## [TEXT EXCERPT]

Jeweled Lady from the Roman Cemetery at the Egyptian Fayum Oasis

Latin


Cesare Maccari, Quo usque tandem (1882-1888, Sala Maccari in the Italian Senate, Rome)
The consul Cicero is giving his famous First Catilinarian Speech in the Curia or Senate House (63 BCE),
the rebel Catilina in front is being shunned by his fellow senators.
Contrary to the impression given by the picture, Catilina (born 108 BCE) was actually two years older than Cicero, who was 43 years old at the time.
(enlarged picture)

LATIN 13-012: Elementary Latin II (1) (Knorr)
MWF 09:10a-10:10a, ETN 311
LATIN 132-02: Elementary Latin II (1) (Williams)
MWF 10:20a-11:20p, ETN 106
(Syllabus) (Answer Sheets)

## [INFORMATION SUPPLIED]
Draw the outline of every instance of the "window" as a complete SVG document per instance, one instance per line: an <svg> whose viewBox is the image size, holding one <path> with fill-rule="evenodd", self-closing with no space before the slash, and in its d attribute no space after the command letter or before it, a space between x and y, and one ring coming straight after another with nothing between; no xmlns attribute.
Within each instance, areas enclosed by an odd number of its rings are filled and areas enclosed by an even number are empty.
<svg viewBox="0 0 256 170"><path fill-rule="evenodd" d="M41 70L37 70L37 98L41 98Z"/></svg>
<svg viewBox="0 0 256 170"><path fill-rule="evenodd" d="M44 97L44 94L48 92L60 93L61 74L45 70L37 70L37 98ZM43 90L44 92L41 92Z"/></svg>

## [WHAT TO WORK ON]
a. According to the Latin course page, how old was Cicero when he delivered his First Catilinarian Speech?
b. Please carry on the Latin course page, picking up after its final line.

## [ANSWERS BY TASK]
a. He was 43 years old.

b.
This course continues last semester’s intensive introduction to the Latin language and the culture of the ancient Romans. This semester, readings will focus on the famous orator, lawyer, and statesman Cicero (106-43 BCE) and two of the greatest triumphs of his career, the Verres Scandal (70 BCE), in which Cicero successfully prosecuted the former governor of Sicily, Verres, for his outrageous corruption, and the Catilinarian Conspiracy (63 BCE) which the 43-year-old consul Cicero uncovered and crushed. Once in a while, we will also continue to make forays into the sphere of Latin poetry. You will substantially enlarge your Latin reading skills and learn more about the tumultuous Roman politics of the 1st century BCE that caused the end of the Roman republic.

Required Textbook:
P. V. Jones and K. C. Sidwell, Reading Latin, Cambridge: Cambridge University Press, 1986 (vol. 1: Text; vol. 2: Grammar, Vocabulary and Exercises).

 

Sir Lawrence Alma-Tadema, Catullus at Lesbia's (1865)
(enlarged picture)

LATIN 232: Latin Poetry: Catullus, Carmina (1) (Knorr)
MWF 10:20a-11:20p, ETN 108
(Syllabus)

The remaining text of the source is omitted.